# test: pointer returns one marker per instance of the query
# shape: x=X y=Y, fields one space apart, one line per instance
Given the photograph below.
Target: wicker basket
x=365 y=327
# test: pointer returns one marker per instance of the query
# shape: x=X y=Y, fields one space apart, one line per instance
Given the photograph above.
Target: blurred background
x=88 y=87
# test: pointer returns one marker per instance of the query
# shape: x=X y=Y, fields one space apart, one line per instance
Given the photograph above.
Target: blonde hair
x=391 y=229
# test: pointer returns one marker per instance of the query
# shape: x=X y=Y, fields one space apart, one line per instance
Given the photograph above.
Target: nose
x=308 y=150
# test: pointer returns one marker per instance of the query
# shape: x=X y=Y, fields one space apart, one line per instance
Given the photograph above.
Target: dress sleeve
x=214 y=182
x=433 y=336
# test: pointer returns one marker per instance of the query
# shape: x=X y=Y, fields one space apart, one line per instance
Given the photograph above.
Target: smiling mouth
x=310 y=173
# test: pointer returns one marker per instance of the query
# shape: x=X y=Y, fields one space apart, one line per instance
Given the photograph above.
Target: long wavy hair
◇ ◇ ◇ ◇
• What to produce
Swap "wicker basket" for "woven basket" and write out all of the items above again, keeping everything else the same.

• Response for this exercise
# test: pointer returns one marker per instance of the query
# shape: x=X y=Y, fields one space apart, one line per instance
Given the photograph below.
Target: woven basket
x=365 y=327
# test: pointer returns one marker per instance of the query
# shape: x=X y=Y, fields one space apart, one line per instance
Given the photograph above.
Target: blurred background
x=88 y=87
# test: pointer returns one marker per instance of the query
# shape: x=X y=Y, fields one space apart, one line per instance
Given the photograph above.
Target: blonde hair
x=391 y=229
# test: pointer returns one marker per instance of the query
# shape: x=X y=Y, fields one space apart, one line per instance
Given the photograph above.
Target: nose
x=308 y=150
# test: pointer returns one marker per instance of the query
# shape: x=X y=Y, fields one space apart, one line per instance
Given the photograph above.
Target: dress sleeve
x=214 y=182
x=433 y=336
# test: pointer returns one marker per instance of the query
# shape: x=X y=Y, fields one space apart, one line per instance
Given the photograph above.
Target: smiling mouth
x=310 y=173
# test: pointer returns one marker per instance of the query
# shape: x=X y=Y, fields one space apart, one line per instance
Given the photograph above.
Target: long wavy hair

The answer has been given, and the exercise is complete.